What is required:
Reproduce every line below character for character, with nothing added, changed, or left out.

Records for this task:
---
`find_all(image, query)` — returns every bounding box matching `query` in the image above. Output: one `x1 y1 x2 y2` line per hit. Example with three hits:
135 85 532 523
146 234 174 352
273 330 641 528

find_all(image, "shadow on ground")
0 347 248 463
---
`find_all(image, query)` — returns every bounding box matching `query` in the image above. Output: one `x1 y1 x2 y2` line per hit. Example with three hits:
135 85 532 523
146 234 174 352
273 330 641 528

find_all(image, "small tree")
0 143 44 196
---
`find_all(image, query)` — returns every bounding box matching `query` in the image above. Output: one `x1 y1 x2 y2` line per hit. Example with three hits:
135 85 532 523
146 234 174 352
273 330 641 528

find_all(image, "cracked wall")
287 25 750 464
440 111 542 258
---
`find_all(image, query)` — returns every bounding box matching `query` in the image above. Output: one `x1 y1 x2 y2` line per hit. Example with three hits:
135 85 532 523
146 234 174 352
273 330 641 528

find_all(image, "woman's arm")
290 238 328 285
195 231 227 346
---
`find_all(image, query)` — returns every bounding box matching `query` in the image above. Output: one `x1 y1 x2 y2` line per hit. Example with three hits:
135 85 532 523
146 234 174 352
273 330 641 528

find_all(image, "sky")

Solution to this exercise:
---
`find_all(image, query)` — returns every bounding box matching `query` in the image above. Output: one `x1 y1 x2 y2` line per hit. Example with three hits:
135 85 532 523
146 234 174 352
273 330 641 528

find_all(image, "shadow on ground")
0 347 248 463
---
`find_all(image, query)` — returns every bounding box matching `query` in the image above. Output: one `x1 y1 x2 y2` line per hit. Example with three hits:
135 85 532 523
146 234 174 352
273 330 641 528

find_all(image, "small tree")
0 143 44 196
---
`find_all(image, query)` — returns every bounding box matching `query` in the image above. Output: one `x1 y1 x2 y2` line per hit. Example with three hits:
135 85 532 523
146 234 174 352
273 330 641 528

find_all(image, "cracked wall")
287 25 750 464
440 111 542 258
---
`find_all(image, query)` — returns every bounding box matching `query` in the image above. Output: one `x1 y1 x2 y2` line per hit. Example with three hits:
135 85 532 523
146 234 174 352
273 330 641 528

find_all(image, "woman's arm")
290 238 328 285
195 231 227 346
---
`find_all(image, query)` — returns every bounding box matching `query` in the image above. Output: one `x1 y1 x2 y2` line per hit. Example with three hits:
135 85 532 523
146 234 174 352
273 330 641 528

find_all(image, "sky")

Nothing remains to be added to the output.